◆ **The task**: Reproduce the data shown below exactly.
------ Available records
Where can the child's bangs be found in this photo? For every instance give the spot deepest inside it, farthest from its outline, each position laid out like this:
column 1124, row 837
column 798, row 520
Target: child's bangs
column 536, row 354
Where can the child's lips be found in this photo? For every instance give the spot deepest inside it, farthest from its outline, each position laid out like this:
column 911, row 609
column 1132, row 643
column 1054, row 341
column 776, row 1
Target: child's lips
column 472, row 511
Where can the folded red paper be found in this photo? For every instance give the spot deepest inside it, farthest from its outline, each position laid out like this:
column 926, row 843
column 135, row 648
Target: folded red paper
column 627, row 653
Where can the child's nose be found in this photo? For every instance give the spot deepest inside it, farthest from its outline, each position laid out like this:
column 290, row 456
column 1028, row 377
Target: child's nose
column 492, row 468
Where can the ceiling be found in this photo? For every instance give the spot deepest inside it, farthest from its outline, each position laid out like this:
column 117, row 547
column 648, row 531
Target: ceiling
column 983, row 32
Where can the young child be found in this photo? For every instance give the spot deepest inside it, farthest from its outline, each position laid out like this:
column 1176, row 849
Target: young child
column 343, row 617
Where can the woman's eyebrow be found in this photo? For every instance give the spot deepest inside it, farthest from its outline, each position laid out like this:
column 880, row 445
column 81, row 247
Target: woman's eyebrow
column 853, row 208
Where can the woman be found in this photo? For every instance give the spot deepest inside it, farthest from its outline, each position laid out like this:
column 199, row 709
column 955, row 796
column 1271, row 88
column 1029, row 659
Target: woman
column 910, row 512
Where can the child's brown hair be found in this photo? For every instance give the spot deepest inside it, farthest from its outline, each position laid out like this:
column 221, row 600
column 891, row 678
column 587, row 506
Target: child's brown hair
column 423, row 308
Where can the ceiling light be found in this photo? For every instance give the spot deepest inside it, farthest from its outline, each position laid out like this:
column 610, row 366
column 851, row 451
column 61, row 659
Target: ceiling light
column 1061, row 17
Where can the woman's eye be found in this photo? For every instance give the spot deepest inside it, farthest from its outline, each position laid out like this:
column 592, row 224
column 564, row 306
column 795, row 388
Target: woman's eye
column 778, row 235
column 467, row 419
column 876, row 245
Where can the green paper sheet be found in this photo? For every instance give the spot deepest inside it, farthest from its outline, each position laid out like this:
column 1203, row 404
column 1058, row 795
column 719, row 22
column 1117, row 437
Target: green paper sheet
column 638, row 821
------------
◆ **Answer box**:
Where can the child's bangs be found in this photo? For every instance give the spot deepest inside it, farthest from its outline, each position laid out like this:
column 1124, row 837
column 798, row 520
Target: child's bangs
column 536, row 354
Where can the child's lips be found in this photo? For every instance give the spot deepest inside it, farthest from its outline, each position laid out like this:
column 911, row 609
column 1132, row 643
column 1054, row 341
column 776, row 1
Target: child's lips
column 472, row 511
Where can the folded red paper be found in this photo? For every instance give the spot deepest inside it, farthest from its outline, each position laid out like this:
column 926, row 843
column 135, row 648
Target: folded red paper
column 627, row 653
Where can the child's nose be found in this photo? For every instance give the spot deepest inside it, farthest from its outline, each position laid out like this:
column 290, row 456
column 1028, row 377
Target: child's nose
column 492, row 468
Where can the ceiling be found in this photo? For every instance give the spot deepest inside it, farthest from its outline, each position laid out like this:
column 117, row 547
column 648, row 531
Target: ceiling
column 983, row 32
Where can the young child be found in this photo? For every instance give the spot deepest inside it, farthest from its outline, each position laid out like this:
column 1176, row 849
Target: young child
column 343, row 617
Where can the woman's eyebrow be found in this photo? For every instance give the spot deepest inside it, farthest from its outline, each position laid out like this:
column 880, row 445
column 81, row 247
Target: woman's eyebrow
column 853, row 208
Where can the woman be found in this photo? For every instance give the spot deepest inside it, farthest from its outline, each position laid out like this:
column 199, row 709
column 955, row 796
column 1271, row 88
column 1029, row 659
Target: woman
column 910, row 512
Where can the child's brown hair be found in this photo? For every instance give the spot deepest inside it, farthest from its outline, each position laid out like this:
column 221, row 600
column 891, row 678
column 587, row 506
Target: child's brown hair
column 423, row 308
Where can the ceiling light be found in this photo? For every instance give the spot deepest inside it, farthest from its outline, each position laid out like this:
column 610, row 366
column 851, row 451
column 61, row 659
Target: ceiling light
column 1061, row 17
Where can the woman's eye be found in this photo? For every instance give the spot deepest inside it, farthest from its outline, each position laid out like this:
column 592, row 224
column 564, row 306
column 795, row 388
Target: woman's eye
column 778, row 235
column 467, row 419
column 876, row 245
Where can the green paper sheet be found in this photo? For every instance give the spot deepest inside it, farthest from its outline, each position laid out like this:
column 1203, row 404
column 1058, row 795
column 719, row 22
column 1117, row 437
Target: green paper sheet
column 638, row 821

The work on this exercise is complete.